SOURCE PASSAGE.
======
Enron's tax practices are so common that the Center for Public Integrity estimates they cost the country $195 billion a year, which means the rest of us have to make up that missing tax money. That comes to $1,600 per taxpayer. See? Your very own stake in the Enron fiasco.

Arthur Levitt, former chairman of the Securities and Exchange Commission and now a hero because he saw this coming -- nobody paid attention to him the '90s, of course -- testified, "What has failed is nothing less than the system for overseeing our capital markets." Unfortunately, the new SEC chair, Harvey Pitt, is a Bushie who thinks the way to cure the accounting scandals is to have tighter voluntary regulations for accounting firms. Bush tried that voluntary regulation when he was governor. Did it work? Not hardly, as they say in West Texas.

So now everyone is hot for ree-form, or at least pretending to be (Rep. Bill Tauzin of Louisiana is especially amusing in the role.) They want to reform accounting, reform the campaign financing system, reform stock analysts. Take my word on this, George W. Bush will support a few cosmetic reforms, probably of 401K plans, and then run next time as a reformer. That's how he became "the father" of the Texas patients bill of rights.

Our more ambitious reformers would like to do something about the tax structure, maybe even rethink the role of corporations in America. But they're not thinking big enough, either. One of major political parties is congenitally opposed to government regulation of any kind, and other one is almost as bad, simply because of the way campaigns are financed in this country. Our free-market fundamentalists insist that all this self-correcting; in fact, according to the secretary of the treasury, Enron is proof positive that the whole is system is working beautifully.
======
MATERIAL PROVIDED.
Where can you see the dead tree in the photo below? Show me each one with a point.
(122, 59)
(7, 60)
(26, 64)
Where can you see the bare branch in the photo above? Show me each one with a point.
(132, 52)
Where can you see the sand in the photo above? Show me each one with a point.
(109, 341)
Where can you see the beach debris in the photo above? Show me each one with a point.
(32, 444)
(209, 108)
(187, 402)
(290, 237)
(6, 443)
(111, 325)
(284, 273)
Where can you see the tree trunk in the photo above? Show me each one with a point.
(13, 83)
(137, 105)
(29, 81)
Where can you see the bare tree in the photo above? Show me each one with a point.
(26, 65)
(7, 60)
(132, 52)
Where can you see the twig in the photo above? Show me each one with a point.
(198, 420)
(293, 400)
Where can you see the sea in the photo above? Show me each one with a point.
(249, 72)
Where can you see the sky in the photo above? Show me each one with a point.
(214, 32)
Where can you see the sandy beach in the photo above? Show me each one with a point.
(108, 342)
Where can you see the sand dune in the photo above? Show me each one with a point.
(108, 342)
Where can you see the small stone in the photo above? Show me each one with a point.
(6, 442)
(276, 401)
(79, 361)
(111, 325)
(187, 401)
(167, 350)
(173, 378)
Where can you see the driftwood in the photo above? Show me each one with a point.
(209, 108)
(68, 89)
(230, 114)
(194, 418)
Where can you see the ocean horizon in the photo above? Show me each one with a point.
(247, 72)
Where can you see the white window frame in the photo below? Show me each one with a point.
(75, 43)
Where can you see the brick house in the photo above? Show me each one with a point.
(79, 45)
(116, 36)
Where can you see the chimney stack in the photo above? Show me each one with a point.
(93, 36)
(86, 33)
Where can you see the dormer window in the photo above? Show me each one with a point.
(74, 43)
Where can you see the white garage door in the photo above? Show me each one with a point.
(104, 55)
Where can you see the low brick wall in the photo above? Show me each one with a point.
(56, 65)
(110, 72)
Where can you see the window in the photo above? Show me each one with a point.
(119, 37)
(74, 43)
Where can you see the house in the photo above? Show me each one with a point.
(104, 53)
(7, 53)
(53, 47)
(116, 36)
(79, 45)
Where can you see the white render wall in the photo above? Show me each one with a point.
======
REQUIRED WORK.
1. In the passage on Enron, how much does the estimated annual cost of such tax practices come to per taxpayer?
2. Pick up the commentary on Enron and reform right after its final sentence and carry it forward.

TASK RESPONSES.
1. $1,600 per taxpayer.

2.
Former State Sen. Jack Gordon of Florida, one of the wisest people who ever served in state government, used to listen patiently to anti-regulatory diatribes and then gently suggest: "Well, if all regulation is bad, let's start with traffic. Let's take down all the stoplights and stop signs, and abolish the speed limit, and see what happens." A couple of crashes will make everyone more careful and then it will work fine, right?

Those who favor the free-market solution to everything keep warning if we put on too many regulations we will kill the goose that is laying the golden egg. The problem is, this goose is not laying a golden egg -- it's laying an incredibly dangerous bomb. In the current issue of the magazine Tikkun, Jeff Gates, former counsel to the U.S. Senate Finance Committee, rehearses the dreary results both nationally and internationally.

  • The financial wealth of the top 1 percent of U.S. households now exceeds the combined household financial wealth of the bottom 95 percent.

  • The wealth of the Forbes 400 richest Americans grew an average $1.44 billion each from 1997-2000, for an average daily increase of wealth of $1,920,000 per person. That's 6,602 times the U.S. minimum wage.

  • The top fifth of U.S. households have 49.2 percent of the national income, while the bottom fifth gets by on 3.6 percent.

The numbers on this immense concentration of wealth get worse every year as the system keeps redistributing money from the poor to the rich. The predictable result, says Gates, is excess physical capacity alongside unmet physical needs. We are now in an overcapacity recession, historically the most difficult to undo.

Nor does the phenomenon stop at our shores: Globalization is doing exactly the same thing internationally. Eighty countries have per capita income lower than a decade ago. In 1960, the income gap between the fifth of the world's people living in the richest countries and the fifth living in the poorest countries was 30 to one. By 1990, the gap had widened to 60 to 1. By 1998, it was 74 to 1.

There is much more of this in the article, but unlike the WTO protesters, Gates is not in favor of killing the transnational corporation goose. His critique is as harsh as anything we hear from the anti-globalization, but his solutions are based on free enterprise democracy. Well worth the trouble it might take you to find Tikkun.